Recast everything from the line containing "of the sign?" down to the end of the entries as a JSON list of strings, one string per line, leaving out blank lines. Leave the pictures out of the answer.
▼
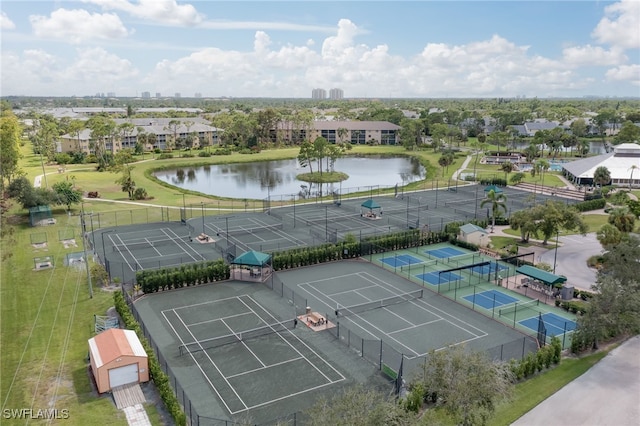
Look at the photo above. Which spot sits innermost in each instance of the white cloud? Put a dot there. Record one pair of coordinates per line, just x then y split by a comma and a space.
592, 55
160, 11
78, 26
621, 25
630, 73
5, 22
36, 72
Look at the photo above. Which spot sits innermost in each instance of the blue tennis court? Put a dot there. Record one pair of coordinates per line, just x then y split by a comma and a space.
490, 299
489, 269
443, 253
555, 324
400, 260
436, 278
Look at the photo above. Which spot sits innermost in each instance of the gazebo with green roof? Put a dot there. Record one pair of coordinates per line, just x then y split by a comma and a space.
251, 266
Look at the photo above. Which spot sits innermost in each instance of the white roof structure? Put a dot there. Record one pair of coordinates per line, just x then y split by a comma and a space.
620, 164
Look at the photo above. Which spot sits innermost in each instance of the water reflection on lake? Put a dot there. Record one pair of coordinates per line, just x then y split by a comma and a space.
258, 179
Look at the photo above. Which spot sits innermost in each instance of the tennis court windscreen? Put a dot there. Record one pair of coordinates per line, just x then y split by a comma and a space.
241, 230
518, 306
140, 245
228, 339
363, 307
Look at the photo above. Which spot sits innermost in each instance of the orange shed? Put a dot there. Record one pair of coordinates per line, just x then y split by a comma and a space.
117, 358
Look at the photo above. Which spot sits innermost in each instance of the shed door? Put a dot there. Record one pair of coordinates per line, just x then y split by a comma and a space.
123, 375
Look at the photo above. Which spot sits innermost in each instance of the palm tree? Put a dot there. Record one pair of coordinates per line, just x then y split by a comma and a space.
507, 167
498, 202
601, 176
632, 168
622, 219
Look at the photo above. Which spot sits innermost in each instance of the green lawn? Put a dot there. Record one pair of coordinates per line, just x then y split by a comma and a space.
47, 318
532, 392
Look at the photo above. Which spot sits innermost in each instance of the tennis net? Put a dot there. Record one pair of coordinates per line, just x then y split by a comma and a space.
363, 307
464, 259
420, 265
215, 342
122, 248
241, 230
519, 306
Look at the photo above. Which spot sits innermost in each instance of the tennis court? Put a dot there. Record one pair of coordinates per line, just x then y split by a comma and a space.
444, 252
556, 325
378, 306
490, 299
244, 352
258, 232
140, 249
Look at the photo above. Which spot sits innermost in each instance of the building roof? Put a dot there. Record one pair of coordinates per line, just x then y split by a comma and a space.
539, 274
113, 344
252, 258
618, 162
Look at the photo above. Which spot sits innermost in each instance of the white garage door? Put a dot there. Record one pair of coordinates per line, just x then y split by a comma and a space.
123, 375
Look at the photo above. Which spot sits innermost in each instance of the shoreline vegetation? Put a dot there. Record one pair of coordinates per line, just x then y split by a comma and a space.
323, 177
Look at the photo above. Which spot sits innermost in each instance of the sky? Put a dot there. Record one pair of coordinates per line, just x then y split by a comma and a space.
285, 49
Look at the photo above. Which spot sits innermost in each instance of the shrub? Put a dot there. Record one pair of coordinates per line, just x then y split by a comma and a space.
222, 151
158, 376
140, 194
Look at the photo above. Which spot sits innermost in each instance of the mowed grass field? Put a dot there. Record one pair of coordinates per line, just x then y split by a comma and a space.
47, 316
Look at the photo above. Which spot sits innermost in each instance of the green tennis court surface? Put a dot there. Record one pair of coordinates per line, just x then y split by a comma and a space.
490, 299
555, 324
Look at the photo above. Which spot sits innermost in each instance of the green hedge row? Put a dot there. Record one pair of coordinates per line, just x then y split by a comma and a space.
347, 249
574, 307
535, 362
585, 206
186, 275
158, 376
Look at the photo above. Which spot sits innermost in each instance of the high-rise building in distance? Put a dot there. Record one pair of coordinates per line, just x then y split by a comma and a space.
318, 94
336, 94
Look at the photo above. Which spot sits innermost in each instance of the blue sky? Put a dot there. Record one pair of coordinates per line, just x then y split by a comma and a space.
373, 49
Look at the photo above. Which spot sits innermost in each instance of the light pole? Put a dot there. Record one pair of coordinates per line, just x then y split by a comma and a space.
104, 252
202, 205
555, 254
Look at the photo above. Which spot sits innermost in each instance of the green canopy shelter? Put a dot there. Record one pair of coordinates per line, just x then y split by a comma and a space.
371, 205
493, 188
251, 266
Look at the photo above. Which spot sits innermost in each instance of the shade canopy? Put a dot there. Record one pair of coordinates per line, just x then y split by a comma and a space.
540, 275
252, 258
370, 204
493, 188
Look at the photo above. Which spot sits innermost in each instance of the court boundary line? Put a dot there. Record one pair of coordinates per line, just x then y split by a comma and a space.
226, 378
419, 303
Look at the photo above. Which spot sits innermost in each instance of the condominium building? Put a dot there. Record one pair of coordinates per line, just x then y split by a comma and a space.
318, 94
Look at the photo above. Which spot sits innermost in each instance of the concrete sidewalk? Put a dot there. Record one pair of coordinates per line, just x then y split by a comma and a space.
608, 394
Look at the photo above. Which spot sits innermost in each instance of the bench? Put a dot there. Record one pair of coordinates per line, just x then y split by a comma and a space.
315, 320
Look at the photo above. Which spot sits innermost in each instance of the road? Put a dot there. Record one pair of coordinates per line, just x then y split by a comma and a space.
571, 259
608, 394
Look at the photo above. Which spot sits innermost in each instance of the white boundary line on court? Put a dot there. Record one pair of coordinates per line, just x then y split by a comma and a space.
128, 251
196, 361
251, 311
416, 302
164, 231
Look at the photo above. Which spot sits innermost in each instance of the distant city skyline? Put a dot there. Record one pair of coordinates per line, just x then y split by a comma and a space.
368, 49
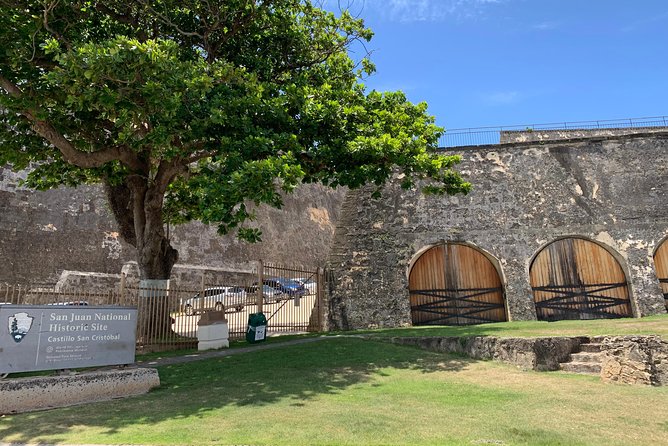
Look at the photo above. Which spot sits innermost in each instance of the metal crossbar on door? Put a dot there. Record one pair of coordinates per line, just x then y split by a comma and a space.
450, 307
582, 300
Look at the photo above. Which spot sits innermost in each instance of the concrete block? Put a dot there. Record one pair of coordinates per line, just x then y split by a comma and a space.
48, 392
213, 336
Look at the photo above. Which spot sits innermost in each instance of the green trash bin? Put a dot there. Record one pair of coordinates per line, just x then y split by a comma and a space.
257, 328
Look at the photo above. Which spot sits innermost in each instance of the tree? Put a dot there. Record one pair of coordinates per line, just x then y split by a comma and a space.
198, 110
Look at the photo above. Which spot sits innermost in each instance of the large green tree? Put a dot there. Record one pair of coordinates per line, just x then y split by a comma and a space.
200, 109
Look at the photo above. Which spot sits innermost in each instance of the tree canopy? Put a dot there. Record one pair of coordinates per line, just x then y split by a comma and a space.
197, 110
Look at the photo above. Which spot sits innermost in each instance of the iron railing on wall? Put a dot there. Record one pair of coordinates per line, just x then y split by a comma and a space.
168, 318
492, 135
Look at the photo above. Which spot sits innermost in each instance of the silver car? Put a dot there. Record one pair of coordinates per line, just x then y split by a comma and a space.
215, 298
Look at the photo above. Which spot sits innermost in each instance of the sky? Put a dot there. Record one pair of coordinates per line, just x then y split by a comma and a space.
480, 63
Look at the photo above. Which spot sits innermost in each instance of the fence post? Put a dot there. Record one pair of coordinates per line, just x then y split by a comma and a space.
260, 283
320, 296
122, 290
203, 297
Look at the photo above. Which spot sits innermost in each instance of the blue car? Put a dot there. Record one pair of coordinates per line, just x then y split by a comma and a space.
289, 287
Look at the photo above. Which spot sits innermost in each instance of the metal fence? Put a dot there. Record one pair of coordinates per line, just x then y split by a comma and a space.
492, 135
168, 317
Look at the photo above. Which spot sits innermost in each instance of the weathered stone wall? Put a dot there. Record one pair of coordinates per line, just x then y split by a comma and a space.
541, 354
48, 392
626, 359
44, 233
526, 195
635, 360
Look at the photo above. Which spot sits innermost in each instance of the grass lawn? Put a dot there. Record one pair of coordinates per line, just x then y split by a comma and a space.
347, 391
652, 325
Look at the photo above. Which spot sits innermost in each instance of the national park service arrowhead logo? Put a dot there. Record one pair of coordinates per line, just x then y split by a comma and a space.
19, 326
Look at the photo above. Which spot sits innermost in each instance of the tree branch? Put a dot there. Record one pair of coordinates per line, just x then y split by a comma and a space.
76, 157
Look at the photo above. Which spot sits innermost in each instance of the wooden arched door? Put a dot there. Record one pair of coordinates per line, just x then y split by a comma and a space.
455, 284
574, 278
661, 263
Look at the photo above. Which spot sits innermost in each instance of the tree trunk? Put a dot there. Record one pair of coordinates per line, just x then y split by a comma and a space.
137, 208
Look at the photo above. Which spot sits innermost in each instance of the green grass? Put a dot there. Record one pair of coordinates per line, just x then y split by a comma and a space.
652, 325
347, 391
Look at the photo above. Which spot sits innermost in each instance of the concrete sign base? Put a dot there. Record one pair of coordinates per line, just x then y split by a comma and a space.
48, 392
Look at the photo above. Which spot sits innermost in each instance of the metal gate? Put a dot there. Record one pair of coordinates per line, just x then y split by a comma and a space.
455, 284
661, 263
574, 278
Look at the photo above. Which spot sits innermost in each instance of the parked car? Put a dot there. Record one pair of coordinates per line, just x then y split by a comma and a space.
215, 298
269, 294
289, 287
71, 303
308, 283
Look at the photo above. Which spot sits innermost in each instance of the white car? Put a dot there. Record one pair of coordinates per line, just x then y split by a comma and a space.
215, 298
308, 283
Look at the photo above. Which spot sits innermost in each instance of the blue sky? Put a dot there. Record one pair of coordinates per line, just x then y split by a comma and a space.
520, 62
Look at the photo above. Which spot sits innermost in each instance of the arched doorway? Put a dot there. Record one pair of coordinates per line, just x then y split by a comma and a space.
574, 278
455, 284
661, 264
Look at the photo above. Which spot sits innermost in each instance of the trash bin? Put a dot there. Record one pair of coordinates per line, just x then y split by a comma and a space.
257, 328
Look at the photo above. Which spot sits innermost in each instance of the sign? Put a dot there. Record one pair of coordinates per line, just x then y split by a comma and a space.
49, 337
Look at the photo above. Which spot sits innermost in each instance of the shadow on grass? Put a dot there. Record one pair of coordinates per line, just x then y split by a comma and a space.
292, 375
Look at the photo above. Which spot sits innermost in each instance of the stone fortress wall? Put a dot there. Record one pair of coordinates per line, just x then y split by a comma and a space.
43, 234
611, 190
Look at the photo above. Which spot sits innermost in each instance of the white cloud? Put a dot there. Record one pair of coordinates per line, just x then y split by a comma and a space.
545, 26
501, 97
418, 10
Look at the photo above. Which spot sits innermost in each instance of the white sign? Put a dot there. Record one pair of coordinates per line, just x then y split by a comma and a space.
47, 337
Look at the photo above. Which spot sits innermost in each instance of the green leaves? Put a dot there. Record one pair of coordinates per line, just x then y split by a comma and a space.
220, 105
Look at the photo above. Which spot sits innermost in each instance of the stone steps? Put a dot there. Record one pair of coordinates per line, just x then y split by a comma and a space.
587, 361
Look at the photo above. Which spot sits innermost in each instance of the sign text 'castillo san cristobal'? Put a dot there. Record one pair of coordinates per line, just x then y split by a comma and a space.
45, 337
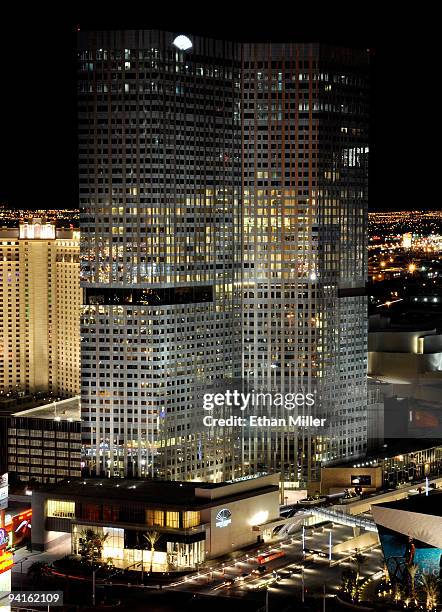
▲
Response to this task —
[
  "Look at the photo above. Which spot sits innermost in each instance of the sign? Put a dot there. Record one pair of coordinates per line, just x then y split by a comma and a space.",
  "49, 337",
  "Look at the photo above. Which spot sits innermost in each instance of the shadow on grass? Put a dot there. Record one pair of coordinates per line, just x then y split by a comma and a space.",
  "292, 375",
  "Look at the photo above. Which spot sits innermost in each instance of the stone fortress wall? Put a dot there. Record one pair of coordinates per line, just x then y split by a comma and a space.",
  "43, 234",
  "611, 190",
  "Look at the photo above. Which spot sits innermost in each instance of the white cloud? Put a dot there. Record one pair of coordinates per line, just x then y split by a comma and a space.",
  "545, 26",
  "501, 97",
  "418, 10",
  "Look at the photo above. Which spot sits innermost in each instance of the white sign? Put a dot there. Record one pair of coordinates per line, just x then y split by a comma and a space.",
  "47, 337",
  "Look at the photo above. Which spot sits innermost in each instance of the green leaves? Put a dot there. Record one pair of coordinates per line, just x then y split by a comma and a space.",
  "220, 105",
  "Look at the photo above. Which spot sits innermost in each instance of the stone steps? Put a dot there. Record one pair of coordinates per line, just x then y split by a comma and a space.",
  "587, 361",
  "Look at the photo above. Which spot sits innermost in each instance of the sign text 'castillo san cristobal'? Put a dot there. Record one pair of coordinates per line, just x then y split by a comma and a space.",
  "45, 337"
]